____ TASK DATA
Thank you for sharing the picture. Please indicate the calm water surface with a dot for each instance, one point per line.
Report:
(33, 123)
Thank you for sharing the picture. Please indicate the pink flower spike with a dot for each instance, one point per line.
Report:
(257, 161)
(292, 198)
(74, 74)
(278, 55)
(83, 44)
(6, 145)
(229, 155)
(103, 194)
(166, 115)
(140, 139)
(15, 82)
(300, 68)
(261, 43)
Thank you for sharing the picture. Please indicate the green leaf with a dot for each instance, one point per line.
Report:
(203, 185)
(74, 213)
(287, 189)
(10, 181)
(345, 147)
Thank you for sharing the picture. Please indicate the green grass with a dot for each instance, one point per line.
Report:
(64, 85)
________
TASK ITEM:
In the entries above, find lines with "picture" and copy each.

SOLUTION:
Thank you for sharing the picture. Please indicate the calm water surface with a dot for each instance, one point per line.
Thank you for sharing the picture. Please indicate the pink flower spike with a dot for each instance, one point per line.
Thank you for sharing the picture. Please indicate the green leaf with a dot for each instance, one point per line.
Thank you for sharing the picture. Please indicate the green grass with a dot for each instance, one point per line.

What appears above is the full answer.